Here’s our noble steed, the 1995 Nissan Patrol, specifically the short wheel base 4x4 model. We were finally in its element. You can see the two extra fuel tanks, which would come in handy (but not here). After trouble in the previous days, both due to the dodgy oil pressure gauge and the lower elevation, things were going much more smoothly now. At this moment, we were finally getting a good idea of why we went in this direction.
After reaching the village of Chivay, we returned the pavement and turned towards Arequipa, which was now about 100 miles to the south. The road to Arequipa is also one of the highest paved mountain passes in the world, reaching 16110 feet at its summit despite not having a name. Near the peak of this (literally) breathtaking pass, we had to stop to confirm. Is that mountain…
Yes, yes it is. That mountain is an active volcano, doing active volcano things.

• _RECORDED DATA_
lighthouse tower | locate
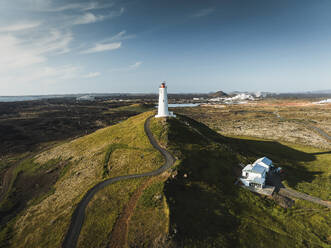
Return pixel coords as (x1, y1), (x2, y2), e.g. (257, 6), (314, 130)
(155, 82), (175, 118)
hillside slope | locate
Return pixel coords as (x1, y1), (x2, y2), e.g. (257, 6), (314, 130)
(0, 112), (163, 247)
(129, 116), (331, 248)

==

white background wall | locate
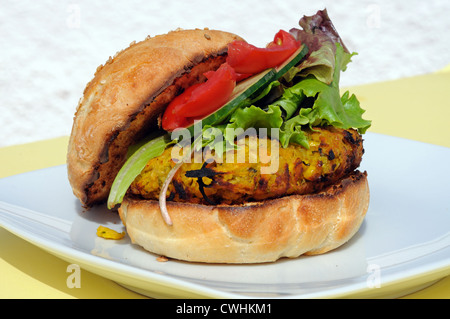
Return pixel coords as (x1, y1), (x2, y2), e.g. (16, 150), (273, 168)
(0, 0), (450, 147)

* * *

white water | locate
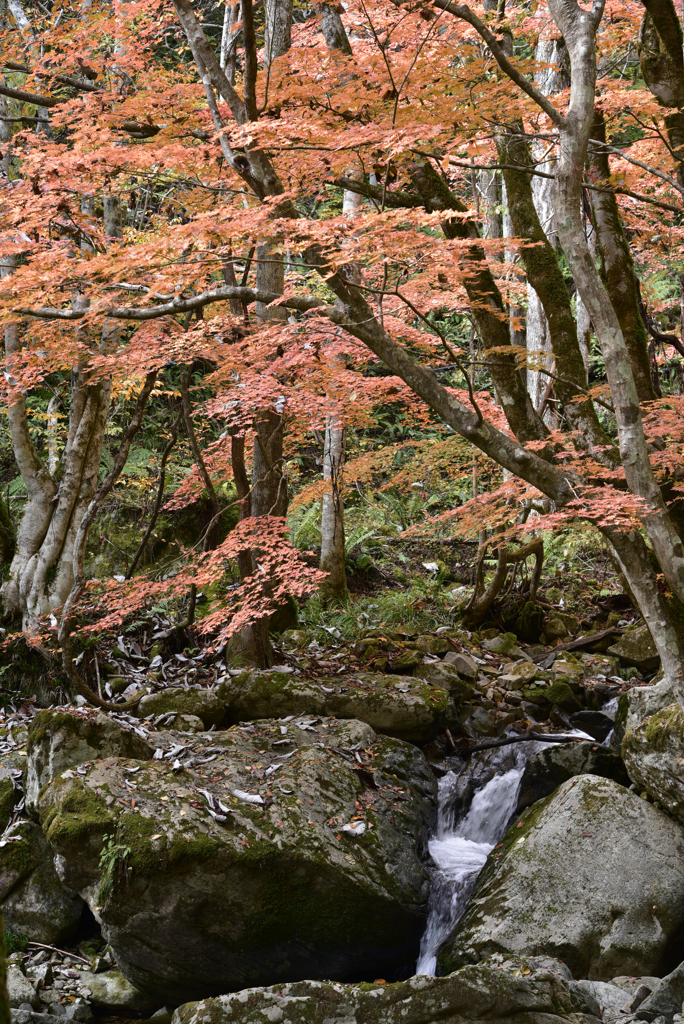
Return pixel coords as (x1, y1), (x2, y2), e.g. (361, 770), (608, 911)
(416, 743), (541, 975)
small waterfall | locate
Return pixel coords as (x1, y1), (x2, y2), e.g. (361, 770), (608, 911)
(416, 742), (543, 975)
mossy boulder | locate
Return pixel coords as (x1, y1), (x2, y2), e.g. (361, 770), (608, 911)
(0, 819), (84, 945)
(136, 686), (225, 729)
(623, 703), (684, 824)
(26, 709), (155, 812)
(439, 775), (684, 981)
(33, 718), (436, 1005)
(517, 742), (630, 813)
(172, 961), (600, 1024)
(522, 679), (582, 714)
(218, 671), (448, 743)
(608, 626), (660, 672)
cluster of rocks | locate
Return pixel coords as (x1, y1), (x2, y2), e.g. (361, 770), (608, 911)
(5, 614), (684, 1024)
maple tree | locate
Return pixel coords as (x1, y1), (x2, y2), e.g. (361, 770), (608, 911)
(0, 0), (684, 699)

• _EXERCISE BRIEF_
Translate this sentence from the Nissan Patrol trip text into Spanish: "The road to Arequipa is also one of the highest paved mountain passes in the world, reaching 16110 feet at its summit despite not having a name." The entries aren't needed for this.

• _EXPECTED ANSWER_
La carretera a Arequipa es también uno de los pasos de montaña pavimentados más altos del mundo, y alcanza 16110 pies en su cumbre a pesar de no tener nombre.